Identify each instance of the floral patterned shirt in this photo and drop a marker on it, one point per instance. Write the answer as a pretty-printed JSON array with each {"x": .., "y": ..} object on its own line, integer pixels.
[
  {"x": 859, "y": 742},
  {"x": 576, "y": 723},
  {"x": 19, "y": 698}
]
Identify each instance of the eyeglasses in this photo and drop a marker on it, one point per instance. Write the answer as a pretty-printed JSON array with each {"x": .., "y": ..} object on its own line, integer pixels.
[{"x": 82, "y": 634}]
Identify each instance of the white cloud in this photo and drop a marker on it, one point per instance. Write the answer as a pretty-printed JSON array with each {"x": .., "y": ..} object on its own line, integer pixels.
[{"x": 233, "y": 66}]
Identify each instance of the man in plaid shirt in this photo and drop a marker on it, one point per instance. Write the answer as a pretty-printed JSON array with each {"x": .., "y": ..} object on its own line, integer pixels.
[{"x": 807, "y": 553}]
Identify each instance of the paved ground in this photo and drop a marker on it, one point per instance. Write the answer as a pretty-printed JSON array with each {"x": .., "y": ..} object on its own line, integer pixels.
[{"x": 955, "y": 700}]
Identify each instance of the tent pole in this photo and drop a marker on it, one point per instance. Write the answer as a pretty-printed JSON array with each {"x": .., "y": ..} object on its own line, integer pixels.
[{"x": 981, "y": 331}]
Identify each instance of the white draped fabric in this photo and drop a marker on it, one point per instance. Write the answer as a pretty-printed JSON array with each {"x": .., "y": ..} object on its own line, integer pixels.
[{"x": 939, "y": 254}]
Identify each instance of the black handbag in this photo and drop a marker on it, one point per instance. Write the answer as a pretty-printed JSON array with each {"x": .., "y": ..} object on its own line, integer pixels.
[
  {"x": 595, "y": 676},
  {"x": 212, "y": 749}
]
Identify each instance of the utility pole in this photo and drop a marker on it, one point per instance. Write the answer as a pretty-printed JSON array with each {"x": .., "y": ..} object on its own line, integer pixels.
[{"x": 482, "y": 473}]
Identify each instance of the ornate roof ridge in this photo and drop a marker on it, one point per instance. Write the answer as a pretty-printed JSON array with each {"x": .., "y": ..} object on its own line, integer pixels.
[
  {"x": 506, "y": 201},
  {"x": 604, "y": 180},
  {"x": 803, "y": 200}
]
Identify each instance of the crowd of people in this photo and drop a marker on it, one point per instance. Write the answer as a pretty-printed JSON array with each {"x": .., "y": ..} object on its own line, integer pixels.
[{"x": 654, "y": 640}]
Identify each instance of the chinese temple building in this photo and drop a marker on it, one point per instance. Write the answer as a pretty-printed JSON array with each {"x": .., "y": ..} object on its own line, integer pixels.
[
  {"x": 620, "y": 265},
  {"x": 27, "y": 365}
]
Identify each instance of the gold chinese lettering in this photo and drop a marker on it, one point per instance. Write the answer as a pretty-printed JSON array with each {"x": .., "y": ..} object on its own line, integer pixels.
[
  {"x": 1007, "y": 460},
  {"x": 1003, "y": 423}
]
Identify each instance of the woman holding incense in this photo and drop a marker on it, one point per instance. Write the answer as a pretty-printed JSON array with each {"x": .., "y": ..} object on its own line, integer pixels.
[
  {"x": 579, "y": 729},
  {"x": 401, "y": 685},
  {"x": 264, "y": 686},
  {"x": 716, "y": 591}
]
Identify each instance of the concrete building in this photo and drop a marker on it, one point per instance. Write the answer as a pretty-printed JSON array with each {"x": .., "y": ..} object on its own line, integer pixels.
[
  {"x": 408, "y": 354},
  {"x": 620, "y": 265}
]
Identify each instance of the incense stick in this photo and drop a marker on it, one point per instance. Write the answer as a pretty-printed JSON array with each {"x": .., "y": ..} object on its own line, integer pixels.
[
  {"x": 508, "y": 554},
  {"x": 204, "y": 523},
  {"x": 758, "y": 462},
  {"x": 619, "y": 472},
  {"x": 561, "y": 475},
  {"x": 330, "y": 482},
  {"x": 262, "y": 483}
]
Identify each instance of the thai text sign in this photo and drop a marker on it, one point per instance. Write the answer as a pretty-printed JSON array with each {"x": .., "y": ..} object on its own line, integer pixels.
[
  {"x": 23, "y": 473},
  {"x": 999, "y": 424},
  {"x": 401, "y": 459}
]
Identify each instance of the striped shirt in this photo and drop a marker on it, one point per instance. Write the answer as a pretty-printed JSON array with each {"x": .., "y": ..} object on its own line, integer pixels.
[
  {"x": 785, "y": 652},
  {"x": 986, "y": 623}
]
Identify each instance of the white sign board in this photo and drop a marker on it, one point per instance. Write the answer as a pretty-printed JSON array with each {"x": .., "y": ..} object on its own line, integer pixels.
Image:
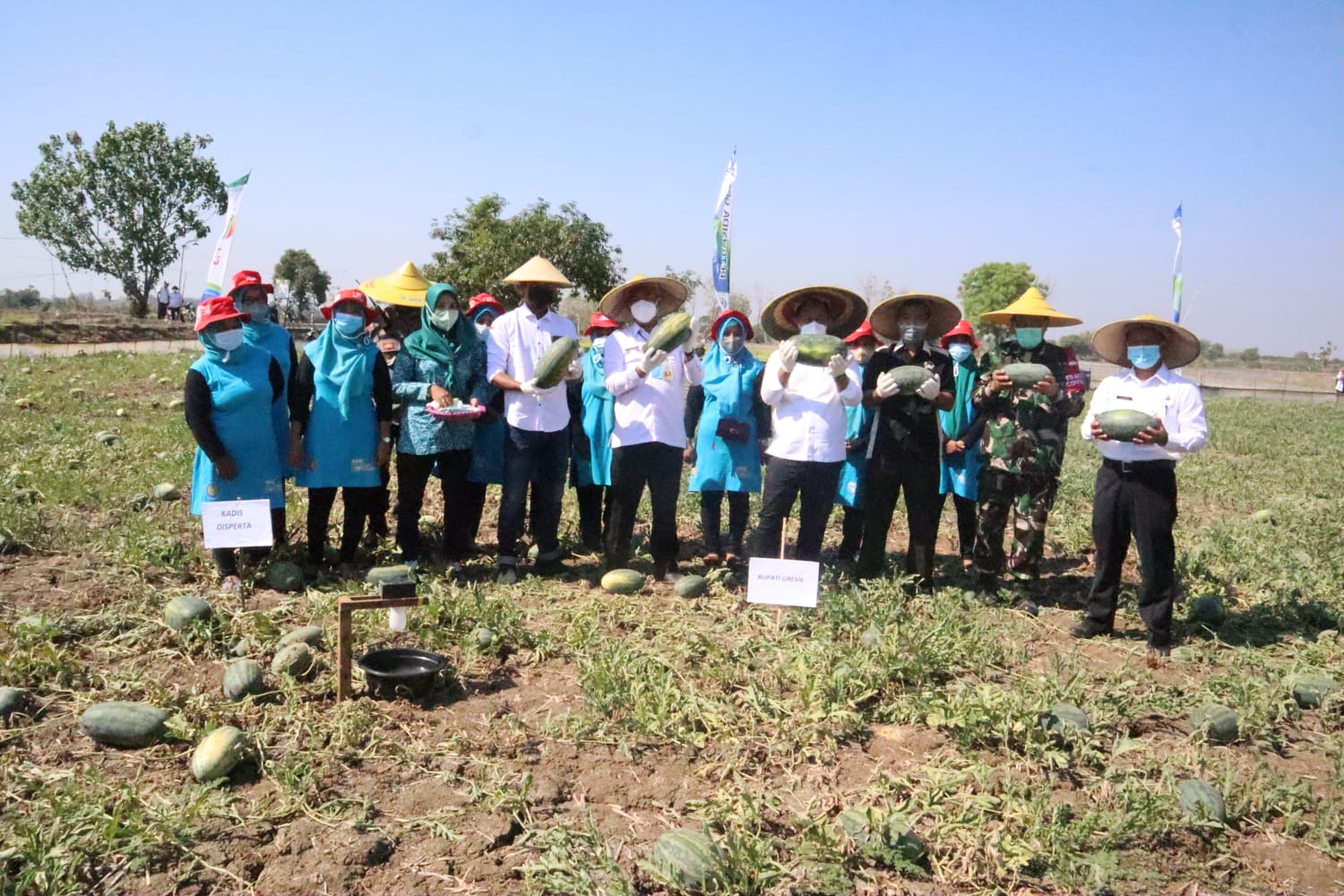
[
  {"x": 237, "y": 524},
  {"x": 792, "y": 583}
]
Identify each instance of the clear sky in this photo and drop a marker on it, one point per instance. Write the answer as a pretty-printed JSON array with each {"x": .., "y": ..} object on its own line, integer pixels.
[{"x": 906, "y": 142}]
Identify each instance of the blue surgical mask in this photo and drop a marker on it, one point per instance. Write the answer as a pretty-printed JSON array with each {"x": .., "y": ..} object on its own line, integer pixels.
[
  {"x": 349, "y": 325},
  {"x": 1144, "y": 358},
  {"x": 1030, "y": 336}
]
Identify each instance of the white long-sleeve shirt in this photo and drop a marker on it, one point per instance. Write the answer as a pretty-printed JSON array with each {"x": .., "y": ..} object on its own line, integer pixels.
[
  {"x": 515, "y": 346},
  {"x": 809, "y": 421},
  {"x": 652, "y": 408},
  {"x": 1174, "y": 400}
]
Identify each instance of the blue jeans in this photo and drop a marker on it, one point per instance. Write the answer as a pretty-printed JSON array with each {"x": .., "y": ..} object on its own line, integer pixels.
[{"x": 539, "y": 460}]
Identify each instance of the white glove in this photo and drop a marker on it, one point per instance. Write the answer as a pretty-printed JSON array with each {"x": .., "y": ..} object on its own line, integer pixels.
[
  {"x": 886, "y": 386},
  {"x": 650, "y": 360},
  {"x": 530, "y": 387}
]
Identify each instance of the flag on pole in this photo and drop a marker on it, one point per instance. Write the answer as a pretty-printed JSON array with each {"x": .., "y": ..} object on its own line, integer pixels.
[
  {"x": 1176, "y": 271},
  {"x": 220, "y": 261},
  {"x": 723, "y": 233}
]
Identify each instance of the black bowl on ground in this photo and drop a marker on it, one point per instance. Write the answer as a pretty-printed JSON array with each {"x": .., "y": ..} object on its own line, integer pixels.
[{"x": 401, "y": 672}]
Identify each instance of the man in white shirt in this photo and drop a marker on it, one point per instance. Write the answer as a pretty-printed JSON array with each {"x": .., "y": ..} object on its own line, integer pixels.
[
  {"x": 537, "y": 443},
  {"x": 808, "y": 417},
  {"x": 1136, "y": 484},
  {"x": 648, "y": 440}
]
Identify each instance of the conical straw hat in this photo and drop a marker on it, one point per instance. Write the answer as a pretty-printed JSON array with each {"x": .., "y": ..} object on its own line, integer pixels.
[
  {"x": 538, "y": 271},
  {"x": 1180, "y": 349},
  {"x": 1030, "y": 304},
  {"x": 405, "y": 287}
]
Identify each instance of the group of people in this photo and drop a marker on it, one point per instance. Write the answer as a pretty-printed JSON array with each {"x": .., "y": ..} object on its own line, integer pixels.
[{"x": 900, "y": 405}]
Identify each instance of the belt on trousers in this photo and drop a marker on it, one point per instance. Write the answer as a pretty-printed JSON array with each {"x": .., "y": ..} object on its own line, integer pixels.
[{"x": 1137, "y": 466}]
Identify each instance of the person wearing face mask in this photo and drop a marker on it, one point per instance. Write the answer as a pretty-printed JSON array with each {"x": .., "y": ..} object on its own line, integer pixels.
[
  {"x": 1136, "y": 484},
  {"x": 537, "y": 440},
  {"x": 249, "y": 295},
  {"x": 591, "y": 421},
  {"x": 960, "y": 435},
  {"x": 903, "y": 450},
  {"x": 725, "y": 425},
  {"x": 1023, "y": 444},
  {"x": 863, "y": 344},
  {"x": 228, "y": 401},
  {"x": 648, "y": 438},
  {"x": 488, "y": 440},
  {"x": 808, "y": 417},
  {"x": 443, "y": 362},
  {"x": 340, "y": 414}
]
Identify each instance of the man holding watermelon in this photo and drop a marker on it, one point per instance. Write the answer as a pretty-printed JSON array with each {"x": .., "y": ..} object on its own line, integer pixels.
[{"x": 1144, "y": 419}]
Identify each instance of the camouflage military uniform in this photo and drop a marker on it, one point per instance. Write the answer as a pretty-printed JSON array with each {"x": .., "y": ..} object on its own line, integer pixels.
[{"x": 1021, "y": 452}]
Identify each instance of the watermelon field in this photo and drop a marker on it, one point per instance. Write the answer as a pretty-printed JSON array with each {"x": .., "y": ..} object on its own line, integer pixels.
[{"x": 884, "y": 743}]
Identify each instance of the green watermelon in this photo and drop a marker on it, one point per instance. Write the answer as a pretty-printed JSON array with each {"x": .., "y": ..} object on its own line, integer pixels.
[
  {"x": 1124, "y": 425},
  {"x": 1024, "y": 375},
  {"x": 1311, "y": 689},
  {"x": 556, "y": 360},
  {"x": 1215, "y": 721},
  {"x": 125, "y": 724},
  {"x": 671, "y": 332},
  {"x": 242, "y": 678},
  {"x": 691, "y": 586},
  {"x": 183, "y": 610},
  {"x": 1202, "y": 799},
  {"x": 688, "y": 858},
  {"x": 623, "y": 581},
  {"x": 284, "y": 575},
  {"x": 218, "y": 753},
  {"x": 816, "y": 351}
]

__________________________________________________

= The exercise =
Write out exactly the final stretch of the records: the line containing "Identify each instance of the green" and every line after it, through the last, and nothing else.

= Full answer =
Identify each instance of the green watermelon in this photo and drop a marker on it, one point per instance. Write the answer as a pretty-printed JSON array with each {"x": .., "y": ..} object on its own line, integer pixels.
[
  {"x": 1124, "y": 425},
  {"x": 1024, "y": 375},
  {"x": 1311, "y": 689},
  {"x": 556, "y": 360},
  {"x": 1215, "y": 721},
  {"x": 125, "y": 724},
  {"x": 671, "y": 332},
  {"x": 242, "y": 678},
  {"x": 691, "y": 586},
  {"x": 183, "y": 610},
  {"x": 1202, "y": 799},
  {"x": 688, "y": 858},
  {"x": 623, "y": 581},
  {"x": 284, "y": 575},
  {"x": 218, "y": 753},
  {"x": 816, "y": 351}
]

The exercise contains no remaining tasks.